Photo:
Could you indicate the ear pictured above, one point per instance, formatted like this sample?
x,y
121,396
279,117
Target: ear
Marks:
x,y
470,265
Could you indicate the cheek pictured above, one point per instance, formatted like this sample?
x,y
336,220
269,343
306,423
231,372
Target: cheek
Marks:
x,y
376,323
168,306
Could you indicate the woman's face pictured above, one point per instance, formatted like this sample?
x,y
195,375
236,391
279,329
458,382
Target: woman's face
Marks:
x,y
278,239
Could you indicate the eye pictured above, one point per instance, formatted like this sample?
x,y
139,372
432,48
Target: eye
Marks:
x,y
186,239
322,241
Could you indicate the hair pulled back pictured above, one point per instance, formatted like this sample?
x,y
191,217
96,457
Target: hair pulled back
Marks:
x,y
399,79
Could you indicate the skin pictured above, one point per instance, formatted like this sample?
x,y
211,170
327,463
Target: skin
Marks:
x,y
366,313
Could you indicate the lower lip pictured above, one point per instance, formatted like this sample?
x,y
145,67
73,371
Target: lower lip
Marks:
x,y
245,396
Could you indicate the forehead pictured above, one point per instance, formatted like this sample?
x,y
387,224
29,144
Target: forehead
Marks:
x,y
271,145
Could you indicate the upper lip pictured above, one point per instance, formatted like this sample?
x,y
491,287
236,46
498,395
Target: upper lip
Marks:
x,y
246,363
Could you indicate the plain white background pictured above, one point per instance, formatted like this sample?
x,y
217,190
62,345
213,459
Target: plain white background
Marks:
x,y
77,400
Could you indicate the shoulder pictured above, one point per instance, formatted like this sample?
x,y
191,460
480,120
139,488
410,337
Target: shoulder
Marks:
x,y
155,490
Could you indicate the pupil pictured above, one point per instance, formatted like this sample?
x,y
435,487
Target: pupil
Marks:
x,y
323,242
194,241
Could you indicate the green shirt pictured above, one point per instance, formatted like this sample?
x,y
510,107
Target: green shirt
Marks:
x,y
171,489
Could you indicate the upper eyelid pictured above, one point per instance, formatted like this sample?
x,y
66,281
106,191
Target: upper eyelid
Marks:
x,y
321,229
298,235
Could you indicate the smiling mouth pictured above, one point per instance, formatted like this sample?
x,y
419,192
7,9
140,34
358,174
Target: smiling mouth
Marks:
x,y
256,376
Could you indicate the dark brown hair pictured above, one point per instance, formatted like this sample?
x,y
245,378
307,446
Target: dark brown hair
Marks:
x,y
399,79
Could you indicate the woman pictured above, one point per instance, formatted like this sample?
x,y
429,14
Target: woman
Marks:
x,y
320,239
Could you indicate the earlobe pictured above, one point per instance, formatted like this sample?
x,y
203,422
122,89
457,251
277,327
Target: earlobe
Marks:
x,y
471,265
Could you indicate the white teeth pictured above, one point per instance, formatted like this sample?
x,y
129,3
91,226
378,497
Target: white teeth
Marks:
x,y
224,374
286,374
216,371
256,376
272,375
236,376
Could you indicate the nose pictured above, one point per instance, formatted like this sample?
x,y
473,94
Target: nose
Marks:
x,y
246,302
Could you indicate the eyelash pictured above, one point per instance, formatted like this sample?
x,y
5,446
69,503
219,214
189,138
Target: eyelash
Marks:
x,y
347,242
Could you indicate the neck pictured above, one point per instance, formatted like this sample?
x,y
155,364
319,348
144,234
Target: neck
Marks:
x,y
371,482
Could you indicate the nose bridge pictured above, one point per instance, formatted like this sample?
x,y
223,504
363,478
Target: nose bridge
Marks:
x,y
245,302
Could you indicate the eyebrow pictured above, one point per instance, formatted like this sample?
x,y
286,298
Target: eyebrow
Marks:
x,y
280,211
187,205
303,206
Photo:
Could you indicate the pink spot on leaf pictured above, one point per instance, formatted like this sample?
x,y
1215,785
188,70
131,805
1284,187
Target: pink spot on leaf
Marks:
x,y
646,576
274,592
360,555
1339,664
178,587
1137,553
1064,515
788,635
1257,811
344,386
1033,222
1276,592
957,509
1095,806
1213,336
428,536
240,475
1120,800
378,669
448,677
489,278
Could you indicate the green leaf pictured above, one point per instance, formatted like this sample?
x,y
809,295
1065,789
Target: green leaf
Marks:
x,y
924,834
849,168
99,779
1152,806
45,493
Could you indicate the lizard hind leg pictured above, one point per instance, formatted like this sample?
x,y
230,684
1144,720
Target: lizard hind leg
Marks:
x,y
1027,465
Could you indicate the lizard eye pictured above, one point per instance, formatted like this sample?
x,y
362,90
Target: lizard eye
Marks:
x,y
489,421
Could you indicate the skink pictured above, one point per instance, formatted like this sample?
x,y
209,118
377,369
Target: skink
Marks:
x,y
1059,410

--

Everything in the material above needs to be transcribed exactly.

Photo:
Could you indicate the ear pictured above, one point per instance, formatted like this sample?
x,y
121,396
279,117
Target: ear
Marks:
x,y
470,265
Could you indicate the cheek pictured above, one point per instance, formatted like this sample?
x,y
336,220
269,343
306,423
231,372
Target: cheek
Marks:
x,y
376,323
168,306
Could you indicate the woman's face pictured above, one point per instance, formatted like this sample?
x,y
195,375
236,391
279,329
458,382
Target: woman's face
Marks:
x,y
278,239
Could you indicate the eye pictured above, one point per instance, formatted like this sample?
x,y
139,372
432,48
Target: eye
Marks:
x,y
186,239
322,241
Could you indicate the hair pulled back pictured above, one point per instance, formatted like this sample?
x,y
191,217
96,457
Target: hair pulled back
Marks:
x,y
399,79
Could you indicate the skin pictured above, one point per instance, formatted like this sample?
x,y
211,170
327,463
Target: skin
Marks:
x,y
366,313
Could you indicate the lower lip pictured above, one point per instance, formatted like this sample?
x,y
145,67
73,371
Target: lower lip
Marks:
x,y
245,396
Could you indicate the forehead pictured above, one point per instance, formatted like this sample?
x,y
387,224
29,144
Target: forehead
Marks:
x,y
271,145
Could you indicate the upper lip pictured above, one point per instance, formatted like this sample?
x,y
491,287
236,46
498,395
Target: upper lip
Marks:
x,y
246,363
Could you indicate the plain white background pictured above, one point per instance, formatted like this sample?
x,y
217,190
62,345
213,459
Target: plain white background
Marks:
x,y
77,400
Could you indicate the shoulder pictured above, one point per instance, formatted like this sample?
x,y
191,460
480,120
139,488
410,337
Target: shoulder
Marks:
x,y
155,490
Could you indicate the pupil pictured above, one point per instance, formatted like this sample?
x,y
435,487
Target: pupil
Marks:
x,y
323,242
194,241
Could you indicate the green shirt pictured above, one point per instance, formatted like this sample?
x,y
510,107
Target: green shirt
Marks:
x,y
171,489
Could you indicate the upper eyelid pictured above, one point per instance, formatted like this sample?
x,y
66,281
106,191
Target: upper eyelid
Marks:
x,y
321,229
298,235
Could you indicate the smiling mouth pictured above, one point per instance, formatted like this sample?
x,y
419,192
7,9
140,34
358,174
Target: smiling mouth
Marks:
x,y
256,376
Could you indicate the dark brown hair pictured above, one point per instance, formatted like this sample?
x,y
245,378
307,446
Target: dark brown hair
Marks:
x,y
399,79
Could you indicate the woman pictured above, one point per instance, formatted like this sample?
x,y
429,14
Target: woman
Marks:
x,y
320,239
Could you indicate the earlobe pictured above, one point per instance, formatted like this sample?
x,y
203,422
122,89
457,251
277,327
Target: earlobe
Marks:
x,y
471,265
Could you indicate the white teeth pictured above, one point per instance, formatted like this sample?
x,y
129,3
91,226
378,497
Target: white teeth
Marks:
x,y
224,374
286,374
216,371
256,376
272,375
236,376
Could you indicate the nose pictured above, one point per instance, formatted like this sample?
x,y
473,94
Target: nose
Marks:
x,y
246,302
Could you indicate the eyelash pictured above, one point per instance, formatted like this sample?
x,y
5,446
69,503
219,214
189,138
Target: eyelash
Marks:
x,y
347,242
Could you indicate the neck pictured above, one point per instance, formatted like this sample?
x,y
155,364
319,348
144,234
Target: neck
Marks:
x,y
371,482
Could you indicate the nose bridge pictured above, one point per instance, formatted like this sample?
x,y
223,504
363,478
Target: nose bridge
Marks:
x,y
245,302
Could you indicate the eyebrow pictured above, one point per instance, formatted like this sample?
x,y
286,298
Target: eyebrow
Marks:
x,y
280,211
187,205
303,206
Photo:
Could you indicate the pink spot on leaf pictured above, one point per instance, formatted like this sample?
x,y
1215,785
188,70
131,805
1284,187
Target: pink spot on leaf
Marks:
x,y
646,576
274,592
360,555
1339,664
178,587
1137,553
1064,515
788,635
1257,811
344,386
1033,222
1276,592
957,509
1095,806
1213,336
428,536
240,475
1120,800
378,669
448,677
489,278
Could you indicate the green leaf pictured above, one point per instance, formatted like this sample?
x,y
809,295
1065,789
Target: green leaf
Marks:
x,y
924,834
849,168
99,779
1152,806
45,493
Could you indicate the lizard hind leg pictured above, one point per instance, formatted like this sample?
x,y
230,684
1144,720
Target: lizard hind leg
Marks:
x,y
1027,465
Could you indicate the lizard eye pictured above, one point per instance, formatted like this sample?
x,y
362,90
Target: lizard eye
Marks:
x,y
489,421
Could you indicate the skink pictured above, one point per instance, formatted like this sample?
x,y
209,118
377,369
Target: skink
Marks:
x,y
1059,410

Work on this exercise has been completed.